» Excerpted passage:
----------------
William Stanley Jevons (1835-1882) lived at a time when Great Britain was going through a phase of rapid industrialization. The energy resource of his time was coal. Technical developments meant that the factories were using coal more efficiently. Paradoxically, this improved efficiency led to an increase in overall coal consumption. The reason for the increased consumption was that the reduced costs encouraged industrialists to build more factories. In other words,
No good deed goes unpunished
The same line of thinking applies to our current programs to reduce energy consumption by improving efficiencies. Good intentions may make the overall situation worse. So, for example, those who drive economical automobiles in order to “save energy” may be doing no such thing. It is very important to properly understand this paradox because failure to do so can lead to all sorts of good intentions that fail to achieve their goals.
A Gas Guzzler
In the year 1865 Jevons published the book The Coal Question; An Inquiry Concerning the Progress of the Nation, and the Probable Exhaustion of Our Coal Mines (they went in for long book titles in those days).
----------------
» Listing:
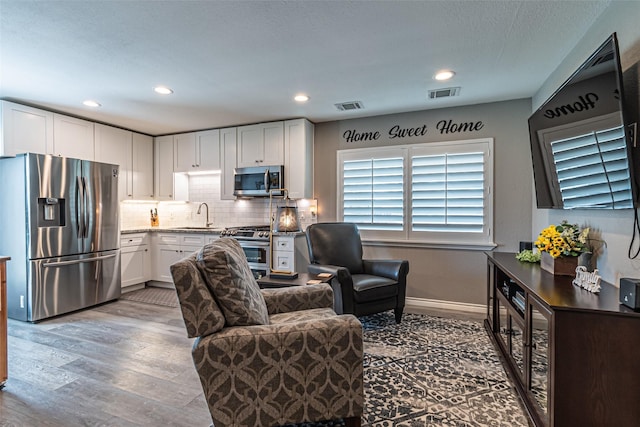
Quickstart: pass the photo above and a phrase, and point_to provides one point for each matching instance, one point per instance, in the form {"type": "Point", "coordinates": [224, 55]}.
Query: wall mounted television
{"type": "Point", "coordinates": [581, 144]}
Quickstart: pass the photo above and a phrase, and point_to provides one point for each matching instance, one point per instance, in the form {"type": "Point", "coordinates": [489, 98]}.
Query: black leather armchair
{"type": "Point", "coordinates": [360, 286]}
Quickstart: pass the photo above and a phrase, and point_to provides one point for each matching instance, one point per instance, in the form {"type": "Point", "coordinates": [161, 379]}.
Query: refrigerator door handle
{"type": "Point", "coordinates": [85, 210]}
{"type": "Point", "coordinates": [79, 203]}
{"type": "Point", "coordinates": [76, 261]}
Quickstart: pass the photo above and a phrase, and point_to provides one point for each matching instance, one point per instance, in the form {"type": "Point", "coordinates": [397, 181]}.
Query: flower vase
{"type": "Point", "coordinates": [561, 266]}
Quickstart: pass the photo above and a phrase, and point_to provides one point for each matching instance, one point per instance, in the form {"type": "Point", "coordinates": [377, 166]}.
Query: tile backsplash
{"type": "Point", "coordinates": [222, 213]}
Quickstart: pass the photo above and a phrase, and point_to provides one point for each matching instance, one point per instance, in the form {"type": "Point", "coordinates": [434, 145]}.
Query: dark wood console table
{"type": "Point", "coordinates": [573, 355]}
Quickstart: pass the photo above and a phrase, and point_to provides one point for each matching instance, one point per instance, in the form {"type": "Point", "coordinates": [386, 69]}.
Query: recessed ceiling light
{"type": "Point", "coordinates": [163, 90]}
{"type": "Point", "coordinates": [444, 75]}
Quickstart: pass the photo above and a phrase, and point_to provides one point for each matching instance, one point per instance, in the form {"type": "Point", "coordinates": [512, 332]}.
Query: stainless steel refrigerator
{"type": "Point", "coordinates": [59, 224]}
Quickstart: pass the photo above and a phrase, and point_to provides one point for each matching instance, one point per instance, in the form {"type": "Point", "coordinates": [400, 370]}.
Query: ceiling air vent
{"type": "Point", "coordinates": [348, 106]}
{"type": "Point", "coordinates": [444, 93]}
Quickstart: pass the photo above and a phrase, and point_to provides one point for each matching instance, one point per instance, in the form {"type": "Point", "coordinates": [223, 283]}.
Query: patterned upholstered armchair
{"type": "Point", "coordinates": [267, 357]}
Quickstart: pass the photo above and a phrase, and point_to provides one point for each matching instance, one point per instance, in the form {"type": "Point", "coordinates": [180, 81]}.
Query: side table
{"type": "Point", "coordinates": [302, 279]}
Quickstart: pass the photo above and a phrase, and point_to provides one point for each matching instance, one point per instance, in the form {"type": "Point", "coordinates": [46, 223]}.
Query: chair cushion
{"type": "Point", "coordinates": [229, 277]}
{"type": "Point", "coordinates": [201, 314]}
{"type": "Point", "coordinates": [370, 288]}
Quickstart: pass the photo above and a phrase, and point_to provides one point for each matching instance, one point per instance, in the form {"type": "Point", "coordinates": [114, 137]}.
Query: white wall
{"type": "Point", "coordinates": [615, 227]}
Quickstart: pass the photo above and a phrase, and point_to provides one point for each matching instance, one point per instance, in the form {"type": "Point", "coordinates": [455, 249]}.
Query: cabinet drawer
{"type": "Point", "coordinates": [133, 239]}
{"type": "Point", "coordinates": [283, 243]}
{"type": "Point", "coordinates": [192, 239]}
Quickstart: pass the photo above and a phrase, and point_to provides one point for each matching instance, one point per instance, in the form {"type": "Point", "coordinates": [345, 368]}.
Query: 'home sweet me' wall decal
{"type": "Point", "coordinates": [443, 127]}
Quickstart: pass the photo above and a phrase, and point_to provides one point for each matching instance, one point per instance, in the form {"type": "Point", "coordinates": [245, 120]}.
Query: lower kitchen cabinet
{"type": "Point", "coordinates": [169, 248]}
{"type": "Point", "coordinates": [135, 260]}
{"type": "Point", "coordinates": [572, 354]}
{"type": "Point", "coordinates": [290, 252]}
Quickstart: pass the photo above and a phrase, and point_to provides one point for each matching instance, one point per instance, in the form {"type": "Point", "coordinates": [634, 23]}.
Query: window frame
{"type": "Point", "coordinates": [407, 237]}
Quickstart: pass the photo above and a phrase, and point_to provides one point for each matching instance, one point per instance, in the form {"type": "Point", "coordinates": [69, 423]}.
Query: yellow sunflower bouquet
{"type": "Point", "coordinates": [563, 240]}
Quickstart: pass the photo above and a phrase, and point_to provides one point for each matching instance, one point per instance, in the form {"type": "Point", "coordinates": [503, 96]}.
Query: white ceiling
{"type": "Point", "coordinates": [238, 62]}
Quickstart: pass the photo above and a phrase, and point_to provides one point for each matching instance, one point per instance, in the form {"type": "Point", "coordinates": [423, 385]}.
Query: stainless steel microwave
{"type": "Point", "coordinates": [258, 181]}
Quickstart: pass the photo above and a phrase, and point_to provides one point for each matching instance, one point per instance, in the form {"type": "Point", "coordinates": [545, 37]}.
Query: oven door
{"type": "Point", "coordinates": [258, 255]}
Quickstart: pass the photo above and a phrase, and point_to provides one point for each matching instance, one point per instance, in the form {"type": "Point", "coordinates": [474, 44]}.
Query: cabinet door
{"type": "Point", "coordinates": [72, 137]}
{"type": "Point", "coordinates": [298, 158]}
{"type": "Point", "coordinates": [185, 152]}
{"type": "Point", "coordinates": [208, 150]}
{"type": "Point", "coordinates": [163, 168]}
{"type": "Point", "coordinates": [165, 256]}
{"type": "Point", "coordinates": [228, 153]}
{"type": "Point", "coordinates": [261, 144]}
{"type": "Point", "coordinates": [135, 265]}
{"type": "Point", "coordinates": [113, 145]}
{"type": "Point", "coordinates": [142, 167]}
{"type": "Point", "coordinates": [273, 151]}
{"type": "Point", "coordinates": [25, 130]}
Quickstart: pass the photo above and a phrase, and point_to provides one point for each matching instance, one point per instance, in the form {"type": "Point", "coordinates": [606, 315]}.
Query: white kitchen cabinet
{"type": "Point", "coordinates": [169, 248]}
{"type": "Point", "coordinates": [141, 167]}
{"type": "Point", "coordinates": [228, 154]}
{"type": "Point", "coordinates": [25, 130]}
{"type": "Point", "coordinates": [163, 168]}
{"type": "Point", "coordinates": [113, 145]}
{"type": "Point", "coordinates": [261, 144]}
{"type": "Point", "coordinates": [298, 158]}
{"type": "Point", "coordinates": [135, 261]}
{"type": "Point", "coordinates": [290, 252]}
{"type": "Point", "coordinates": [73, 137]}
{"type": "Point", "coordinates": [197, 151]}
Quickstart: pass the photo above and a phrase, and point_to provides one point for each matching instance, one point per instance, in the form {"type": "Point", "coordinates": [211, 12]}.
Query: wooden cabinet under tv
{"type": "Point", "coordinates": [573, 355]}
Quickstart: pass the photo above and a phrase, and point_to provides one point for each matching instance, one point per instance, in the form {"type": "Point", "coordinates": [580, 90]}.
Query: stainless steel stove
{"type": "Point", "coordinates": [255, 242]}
----------------
» The task:
Transcribe the Jevons passage from "A Gas Guzzler" up to and including "in those days).". The listing has no connection to the Jevons passage.

» Worked answer:
A Gas Guzzler
In the year 1865 Jevons published the book The Coal Question; An Inquiry Concerning the Progress of the Nation, and the Probable Exhaustion of Our Coal Mines (they went in for long book titles in those days).